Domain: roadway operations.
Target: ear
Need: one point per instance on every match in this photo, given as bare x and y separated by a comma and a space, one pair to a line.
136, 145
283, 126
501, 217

**WHAT TO PRODUCE**
Write out again exactly the lines that run from the one holding "Need: one point" through the last line of the data; omit all other lines.

**ANSWER TO THIS PROBLEM**
Need: one point per instance on every match in this photo, given as bare x and y separated by a comma and a space, one pair to a line.
136, 145
283, 126
501, 217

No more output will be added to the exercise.